Exercise brief: Count the lines of the listing below that contain the word "above", and reply with that number alone.

Data lines:
______________________________
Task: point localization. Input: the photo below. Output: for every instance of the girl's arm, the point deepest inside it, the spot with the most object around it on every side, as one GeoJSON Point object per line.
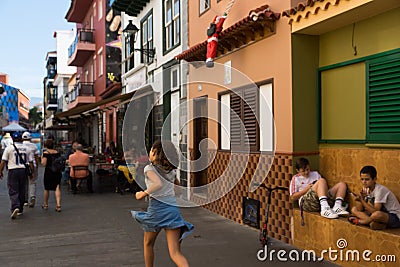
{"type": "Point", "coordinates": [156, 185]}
______________________________
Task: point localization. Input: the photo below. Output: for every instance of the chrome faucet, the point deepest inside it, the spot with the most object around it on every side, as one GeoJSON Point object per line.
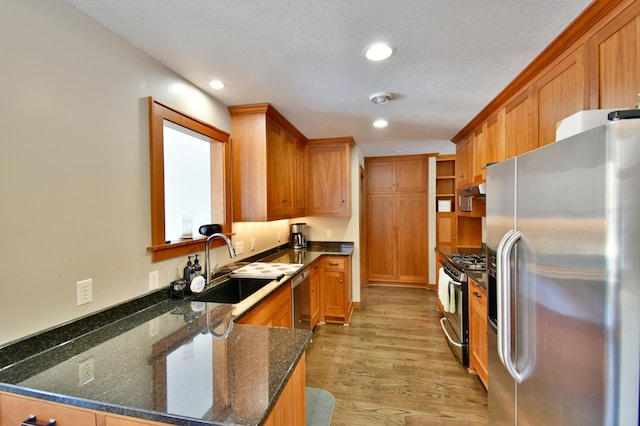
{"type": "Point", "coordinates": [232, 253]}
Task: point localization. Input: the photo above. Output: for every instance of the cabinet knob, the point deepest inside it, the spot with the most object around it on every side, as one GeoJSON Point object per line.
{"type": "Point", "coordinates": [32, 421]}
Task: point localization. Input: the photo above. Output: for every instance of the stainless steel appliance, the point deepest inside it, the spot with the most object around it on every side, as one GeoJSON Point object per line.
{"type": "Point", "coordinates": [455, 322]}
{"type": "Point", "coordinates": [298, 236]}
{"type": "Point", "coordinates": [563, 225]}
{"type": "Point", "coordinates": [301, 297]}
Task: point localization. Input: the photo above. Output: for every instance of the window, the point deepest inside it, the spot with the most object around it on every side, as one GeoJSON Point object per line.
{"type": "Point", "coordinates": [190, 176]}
______________________________
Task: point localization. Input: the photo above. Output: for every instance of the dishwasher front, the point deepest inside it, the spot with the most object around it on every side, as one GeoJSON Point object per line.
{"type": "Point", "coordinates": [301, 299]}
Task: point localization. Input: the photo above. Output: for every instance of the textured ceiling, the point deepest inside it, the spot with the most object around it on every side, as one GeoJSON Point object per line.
______________________________
Full response: 5